BEGIN DATASET EXTRACT

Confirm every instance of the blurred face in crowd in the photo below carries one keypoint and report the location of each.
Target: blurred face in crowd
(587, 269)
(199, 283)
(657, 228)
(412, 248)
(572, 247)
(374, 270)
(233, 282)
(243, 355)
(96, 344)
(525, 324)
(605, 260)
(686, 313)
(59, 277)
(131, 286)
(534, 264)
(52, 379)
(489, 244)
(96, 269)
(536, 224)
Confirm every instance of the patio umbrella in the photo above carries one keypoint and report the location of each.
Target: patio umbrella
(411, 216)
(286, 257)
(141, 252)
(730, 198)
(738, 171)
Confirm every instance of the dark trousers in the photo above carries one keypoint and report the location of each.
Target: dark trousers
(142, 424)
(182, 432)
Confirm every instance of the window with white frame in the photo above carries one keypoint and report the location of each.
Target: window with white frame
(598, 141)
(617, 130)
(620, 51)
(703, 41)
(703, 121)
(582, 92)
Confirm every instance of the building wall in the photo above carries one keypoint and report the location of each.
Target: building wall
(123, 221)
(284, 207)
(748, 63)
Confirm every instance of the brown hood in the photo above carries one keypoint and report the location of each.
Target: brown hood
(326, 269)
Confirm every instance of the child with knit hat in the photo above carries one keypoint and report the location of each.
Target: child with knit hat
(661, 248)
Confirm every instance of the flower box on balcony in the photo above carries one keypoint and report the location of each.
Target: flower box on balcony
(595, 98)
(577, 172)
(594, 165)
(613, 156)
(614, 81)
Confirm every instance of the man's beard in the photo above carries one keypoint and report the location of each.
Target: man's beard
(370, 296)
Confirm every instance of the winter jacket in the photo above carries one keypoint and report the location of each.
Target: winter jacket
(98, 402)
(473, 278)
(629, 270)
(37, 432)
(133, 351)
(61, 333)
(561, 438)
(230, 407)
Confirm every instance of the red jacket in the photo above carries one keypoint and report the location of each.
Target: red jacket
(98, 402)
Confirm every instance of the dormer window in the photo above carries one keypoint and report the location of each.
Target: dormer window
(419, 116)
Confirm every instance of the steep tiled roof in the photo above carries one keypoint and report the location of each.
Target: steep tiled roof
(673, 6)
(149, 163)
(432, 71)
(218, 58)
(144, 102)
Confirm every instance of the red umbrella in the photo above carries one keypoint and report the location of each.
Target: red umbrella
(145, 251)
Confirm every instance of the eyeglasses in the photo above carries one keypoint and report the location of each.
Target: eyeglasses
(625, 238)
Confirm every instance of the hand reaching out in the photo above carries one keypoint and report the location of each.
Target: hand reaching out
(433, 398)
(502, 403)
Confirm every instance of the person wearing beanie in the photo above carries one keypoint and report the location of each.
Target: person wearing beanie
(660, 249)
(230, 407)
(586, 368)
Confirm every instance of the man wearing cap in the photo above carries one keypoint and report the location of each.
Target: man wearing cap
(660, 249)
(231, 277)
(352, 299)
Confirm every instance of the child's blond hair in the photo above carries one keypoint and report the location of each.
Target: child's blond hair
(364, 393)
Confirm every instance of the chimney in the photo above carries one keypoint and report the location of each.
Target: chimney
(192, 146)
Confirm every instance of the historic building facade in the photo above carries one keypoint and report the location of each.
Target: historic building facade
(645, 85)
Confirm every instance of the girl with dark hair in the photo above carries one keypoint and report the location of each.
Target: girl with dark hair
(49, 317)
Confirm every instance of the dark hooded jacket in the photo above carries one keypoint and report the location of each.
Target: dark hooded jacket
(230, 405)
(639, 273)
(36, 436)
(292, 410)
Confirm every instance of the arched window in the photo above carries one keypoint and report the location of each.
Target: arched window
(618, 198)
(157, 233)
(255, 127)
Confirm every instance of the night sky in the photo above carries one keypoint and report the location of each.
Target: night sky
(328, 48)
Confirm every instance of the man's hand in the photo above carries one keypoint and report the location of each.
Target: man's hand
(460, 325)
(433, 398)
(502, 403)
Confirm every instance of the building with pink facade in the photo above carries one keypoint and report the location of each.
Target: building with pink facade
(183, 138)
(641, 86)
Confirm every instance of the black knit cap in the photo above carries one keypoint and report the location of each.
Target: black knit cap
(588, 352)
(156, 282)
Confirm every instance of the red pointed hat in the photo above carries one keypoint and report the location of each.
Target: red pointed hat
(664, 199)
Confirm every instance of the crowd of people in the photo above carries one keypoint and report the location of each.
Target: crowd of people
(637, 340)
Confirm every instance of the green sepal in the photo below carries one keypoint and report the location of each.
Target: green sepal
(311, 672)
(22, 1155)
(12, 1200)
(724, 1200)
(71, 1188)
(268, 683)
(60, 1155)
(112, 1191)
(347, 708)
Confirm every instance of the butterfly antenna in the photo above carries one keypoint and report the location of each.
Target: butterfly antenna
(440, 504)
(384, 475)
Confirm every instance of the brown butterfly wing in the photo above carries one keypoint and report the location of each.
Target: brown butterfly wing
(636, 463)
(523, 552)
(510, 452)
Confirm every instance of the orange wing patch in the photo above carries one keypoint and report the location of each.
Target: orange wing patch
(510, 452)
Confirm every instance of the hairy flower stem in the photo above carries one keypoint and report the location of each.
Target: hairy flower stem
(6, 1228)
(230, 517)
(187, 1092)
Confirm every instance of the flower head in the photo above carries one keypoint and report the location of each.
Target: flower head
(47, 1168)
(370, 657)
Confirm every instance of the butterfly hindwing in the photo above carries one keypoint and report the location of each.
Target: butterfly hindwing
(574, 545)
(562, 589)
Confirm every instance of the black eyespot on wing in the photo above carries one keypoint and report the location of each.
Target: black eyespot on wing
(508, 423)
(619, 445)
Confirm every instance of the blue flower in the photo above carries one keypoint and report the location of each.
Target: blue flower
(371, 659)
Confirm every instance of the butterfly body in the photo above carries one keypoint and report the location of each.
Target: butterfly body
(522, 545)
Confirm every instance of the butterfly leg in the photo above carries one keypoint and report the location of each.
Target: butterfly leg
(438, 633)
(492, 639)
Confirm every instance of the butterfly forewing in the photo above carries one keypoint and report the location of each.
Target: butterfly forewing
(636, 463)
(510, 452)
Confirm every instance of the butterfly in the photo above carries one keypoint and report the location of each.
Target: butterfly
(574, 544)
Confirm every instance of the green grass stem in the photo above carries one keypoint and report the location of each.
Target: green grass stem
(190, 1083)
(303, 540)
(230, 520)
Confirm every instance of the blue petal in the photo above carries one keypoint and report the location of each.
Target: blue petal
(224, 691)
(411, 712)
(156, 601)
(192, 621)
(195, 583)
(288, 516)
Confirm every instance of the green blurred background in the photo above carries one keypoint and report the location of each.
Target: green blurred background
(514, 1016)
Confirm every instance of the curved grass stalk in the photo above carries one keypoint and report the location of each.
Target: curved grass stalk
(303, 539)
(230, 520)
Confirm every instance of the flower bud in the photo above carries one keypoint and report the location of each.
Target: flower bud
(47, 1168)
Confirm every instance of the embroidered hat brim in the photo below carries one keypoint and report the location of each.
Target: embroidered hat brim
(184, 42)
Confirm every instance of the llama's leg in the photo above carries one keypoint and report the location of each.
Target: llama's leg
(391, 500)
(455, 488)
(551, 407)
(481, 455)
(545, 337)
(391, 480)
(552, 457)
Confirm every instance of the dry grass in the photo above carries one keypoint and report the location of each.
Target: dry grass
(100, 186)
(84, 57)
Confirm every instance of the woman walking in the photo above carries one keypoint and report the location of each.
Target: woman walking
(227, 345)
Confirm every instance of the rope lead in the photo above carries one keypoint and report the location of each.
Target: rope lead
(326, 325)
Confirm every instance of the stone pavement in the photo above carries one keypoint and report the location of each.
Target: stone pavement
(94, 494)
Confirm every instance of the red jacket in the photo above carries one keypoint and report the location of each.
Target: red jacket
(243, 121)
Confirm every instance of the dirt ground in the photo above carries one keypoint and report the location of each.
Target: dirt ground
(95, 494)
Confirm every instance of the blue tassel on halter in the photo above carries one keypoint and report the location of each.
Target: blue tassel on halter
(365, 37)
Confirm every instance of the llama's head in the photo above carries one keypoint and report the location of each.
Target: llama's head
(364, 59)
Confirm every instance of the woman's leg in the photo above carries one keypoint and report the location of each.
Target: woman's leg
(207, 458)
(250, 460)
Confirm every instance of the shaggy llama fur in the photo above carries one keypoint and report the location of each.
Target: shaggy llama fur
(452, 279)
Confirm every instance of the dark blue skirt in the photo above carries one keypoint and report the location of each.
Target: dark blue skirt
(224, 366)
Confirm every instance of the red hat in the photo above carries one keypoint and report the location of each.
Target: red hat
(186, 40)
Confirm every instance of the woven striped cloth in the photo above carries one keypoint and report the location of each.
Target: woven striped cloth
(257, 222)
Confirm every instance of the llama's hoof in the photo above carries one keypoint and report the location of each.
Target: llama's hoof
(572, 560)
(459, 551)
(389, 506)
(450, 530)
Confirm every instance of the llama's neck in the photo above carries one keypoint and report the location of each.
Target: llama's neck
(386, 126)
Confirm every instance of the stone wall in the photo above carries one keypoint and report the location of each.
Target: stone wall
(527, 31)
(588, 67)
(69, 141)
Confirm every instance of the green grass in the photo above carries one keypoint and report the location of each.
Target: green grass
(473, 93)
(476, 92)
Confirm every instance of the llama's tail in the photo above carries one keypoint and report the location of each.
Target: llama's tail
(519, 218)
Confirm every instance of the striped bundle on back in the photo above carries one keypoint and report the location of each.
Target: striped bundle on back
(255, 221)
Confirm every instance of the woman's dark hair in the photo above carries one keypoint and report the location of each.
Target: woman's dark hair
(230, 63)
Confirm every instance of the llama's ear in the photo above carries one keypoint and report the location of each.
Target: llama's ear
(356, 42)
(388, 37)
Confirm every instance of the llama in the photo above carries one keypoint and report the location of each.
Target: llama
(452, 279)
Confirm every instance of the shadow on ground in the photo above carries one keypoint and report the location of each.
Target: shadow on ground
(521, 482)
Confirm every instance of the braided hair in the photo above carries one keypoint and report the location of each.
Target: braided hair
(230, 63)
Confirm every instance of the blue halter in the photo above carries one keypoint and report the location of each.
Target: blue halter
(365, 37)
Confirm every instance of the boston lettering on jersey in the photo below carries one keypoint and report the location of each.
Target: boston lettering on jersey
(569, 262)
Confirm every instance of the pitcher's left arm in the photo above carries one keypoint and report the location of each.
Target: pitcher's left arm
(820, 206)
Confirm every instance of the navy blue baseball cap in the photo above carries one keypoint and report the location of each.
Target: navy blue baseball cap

END DATASET EXTRACT

● WORK ITEM: The entries above hold a line with "Target: red pointed hat" and a later line with "Confirm every instance of the butterfly hindwing". Write out exactly those lines and all lines between, nothing more.

● EXPECTED OUTPUT:
Target: red pointed hat
(664, 199)
Confirm every instance of the crowd of people in the photo above carries one keypoint and report the location of each.
Target: crowd of people
(637, 340)
Confirm every instance of the green sepal in the photo below carries one keypoint and report the location of each.
Target: green sepal
(311, 672)
(22, 1155)
(12, 1200)
(724, 1200)
(71, 1188)
(268, 683)
(60, 1155)
(112, 1191)
(347, 708)
Confirm every instance of the butterfly antenna in the photo above carries one keypoint and report the location of each.
Target: butterfly antenna
(440, 504)
(384, 475)
Confirm every instance of the brown butterfly wing in the photo above carries one keypoint and report the location of each.
Target: brown butterfly wing
(636, 463)
(523, 552)
(510, 452)
Confirm every instance of the orange wing patch in the photo above carries one keypoint and report the location of each.
Target: orange wing patch
(510, 452)
Confirm every instance of the hairy flower stem in the photo above carries one keypoint and report the location of each.
Target: hairy flower stem
(6, 1228)
(230, 517)
(187, 1092)
Confirm every instance of the flower head in the photo above carries one keypoint and report the location of each.
Target: flower head
(47, 1168)
(370, 657)
Confirm every instance of the butterfly hindwing in the photo above carries one keypoint and report the location of each.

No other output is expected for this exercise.